> **To be done**
Please output exactly the run of lines that starts at the line with "TASK = place a pin on each instance of the grassy" and ends at the last line of the records below.

> **Data for this task**

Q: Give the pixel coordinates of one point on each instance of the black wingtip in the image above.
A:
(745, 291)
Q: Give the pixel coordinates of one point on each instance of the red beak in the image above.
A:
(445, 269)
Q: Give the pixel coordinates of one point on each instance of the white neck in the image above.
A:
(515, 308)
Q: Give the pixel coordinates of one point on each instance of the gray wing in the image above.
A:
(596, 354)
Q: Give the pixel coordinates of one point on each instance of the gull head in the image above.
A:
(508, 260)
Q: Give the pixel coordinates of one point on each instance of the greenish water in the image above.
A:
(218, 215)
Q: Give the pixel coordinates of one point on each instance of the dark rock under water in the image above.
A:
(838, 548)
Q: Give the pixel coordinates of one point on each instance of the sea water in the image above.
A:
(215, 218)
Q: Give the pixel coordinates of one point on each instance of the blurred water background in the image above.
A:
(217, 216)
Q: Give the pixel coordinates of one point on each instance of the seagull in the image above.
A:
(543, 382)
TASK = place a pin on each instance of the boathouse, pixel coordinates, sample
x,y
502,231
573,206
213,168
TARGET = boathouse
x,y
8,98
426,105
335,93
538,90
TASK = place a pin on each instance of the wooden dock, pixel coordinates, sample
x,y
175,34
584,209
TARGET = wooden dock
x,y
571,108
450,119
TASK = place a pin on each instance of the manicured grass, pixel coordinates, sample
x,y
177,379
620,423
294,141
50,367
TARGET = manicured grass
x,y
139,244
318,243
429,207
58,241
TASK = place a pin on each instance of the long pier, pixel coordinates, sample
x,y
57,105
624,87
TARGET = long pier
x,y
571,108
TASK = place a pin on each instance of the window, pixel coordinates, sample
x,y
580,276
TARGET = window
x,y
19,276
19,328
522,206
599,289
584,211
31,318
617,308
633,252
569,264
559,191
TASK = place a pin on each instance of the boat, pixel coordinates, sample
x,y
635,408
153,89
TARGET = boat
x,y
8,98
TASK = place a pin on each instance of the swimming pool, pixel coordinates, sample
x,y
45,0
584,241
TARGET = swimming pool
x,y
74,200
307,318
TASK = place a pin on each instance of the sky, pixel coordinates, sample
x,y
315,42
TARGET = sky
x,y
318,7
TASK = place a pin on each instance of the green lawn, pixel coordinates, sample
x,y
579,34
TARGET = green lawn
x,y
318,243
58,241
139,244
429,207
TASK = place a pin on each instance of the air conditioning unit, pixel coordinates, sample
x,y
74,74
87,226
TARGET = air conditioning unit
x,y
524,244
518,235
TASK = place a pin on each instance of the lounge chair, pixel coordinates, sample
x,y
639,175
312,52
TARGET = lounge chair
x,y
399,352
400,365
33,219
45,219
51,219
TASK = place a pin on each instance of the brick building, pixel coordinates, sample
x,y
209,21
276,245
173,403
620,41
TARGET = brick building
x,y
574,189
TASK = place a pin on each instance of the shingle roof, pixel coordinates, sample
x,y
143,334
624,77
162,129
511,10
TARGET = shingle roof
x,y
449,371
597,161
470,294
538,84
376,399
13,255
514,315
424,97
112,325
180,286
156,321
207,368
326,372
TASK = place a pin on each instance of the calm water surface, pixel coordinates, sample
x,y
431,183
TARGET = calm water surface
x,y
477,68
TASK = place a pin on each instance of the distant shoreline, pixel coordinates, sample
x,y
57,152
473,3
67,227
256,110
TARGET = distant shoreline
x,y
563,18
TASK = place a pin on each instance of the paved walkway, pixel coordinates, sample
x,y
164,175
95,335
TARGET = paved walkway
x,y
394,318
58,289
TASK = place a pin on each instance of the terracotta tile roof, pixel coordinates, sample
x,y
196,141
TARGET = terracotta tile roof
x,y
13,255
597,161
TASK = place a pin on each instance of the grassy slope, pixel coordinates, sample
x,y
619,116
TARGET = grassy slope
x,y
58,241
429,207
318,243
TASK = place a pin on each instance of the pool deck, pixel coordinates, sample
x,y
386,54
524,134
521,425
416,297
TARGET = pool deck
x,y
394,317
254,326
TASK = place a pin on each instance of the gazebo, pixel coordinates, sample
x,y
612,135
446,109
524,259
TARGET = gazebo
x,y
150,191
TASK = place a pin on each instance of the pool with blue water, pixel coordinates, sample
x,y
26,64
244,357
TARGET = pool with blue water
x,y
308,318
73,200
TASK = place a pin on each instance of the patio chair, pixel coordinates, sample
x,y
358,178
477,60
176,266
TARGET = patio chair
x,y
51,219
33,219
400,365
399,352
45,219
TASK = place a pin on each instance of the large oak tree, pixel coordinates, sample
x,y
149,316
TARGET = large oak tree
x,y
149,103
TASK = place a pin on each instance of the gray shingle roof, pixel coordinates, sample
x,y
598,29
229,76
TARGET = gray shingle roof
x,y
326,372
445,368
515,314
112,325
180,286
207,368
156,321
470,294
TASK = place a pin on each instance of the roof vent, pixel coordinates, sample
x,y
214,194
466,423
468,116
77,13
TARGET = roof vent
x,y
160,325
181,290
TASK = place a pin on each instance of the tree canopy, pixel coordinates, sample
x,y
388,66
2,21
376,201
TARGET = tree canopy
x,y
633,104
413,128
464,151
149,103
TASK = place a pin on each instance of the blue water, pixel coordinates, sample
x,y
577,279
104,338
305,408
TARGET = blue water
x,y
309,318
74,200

> **Reply to the task**
TASK = place a pin on each instance of the grassy slope, pixel coordinates, sample
x,y
619,116
TARGET = grassy slope
x,y
58,241
429,207
318,243
TASK = place a pin on each instance of the pool deck, pixel coordinates, sample
x,y
386,54
524,134
521,425
416,297
TARGET = pool deck
x,y
394,317
254,326
TASK = place a pin on each instance of the gazebo, pixel coordinates, sample
x,y
612,135
446,109
524,259
TARGET = gazebo
x,y
150,191
TASK = place a pin on each instance of the pool with blue water, pixel coordinates, sample
x,y
26,64
244,357
TARGET = pool with blue water
x,y
308,318
73,200
TASK = place a pin on each instance of the patio chair, pixel coordinates, sample
x,y
358,178
477,60
176,266
TARGET = patio chair
x,y
51,219
33,219
400,365
399,352
45,219
TASK = place a pin on each instance of the large oak tree, pixel coordinates, sample
x,y
149,316
TARGET = large oak tree
x,y
149,103
TASK = place a pin on each instance of the gray shingle roof, pixel coordinates, sample
x,y
598,29
229,76
TARGET = gray shingle roof
x,y
326,372
445,368
515,314
112,325
180,286
207,368
156,321
470,294
TASK = place a pin on each instance of the roof vent, pixel coordinates, sample
x,y
214,194
466,423
468,116
77,13
TARGET = roof vent
x,y
160,325
181,290
TASK = place a pin on each instance of the tree canopy, pixel coordinates, sample
x,y
388,66
2,21
376,201
TARGET = tree canopy
x,y
633,104
413,128
464,151
149,103
TASK = place a pin on each instance of the blue water, pixel coordinates, sample
x,y
577,279
104,338
305,408
TARGET = blue water
x,y
309,318
74,200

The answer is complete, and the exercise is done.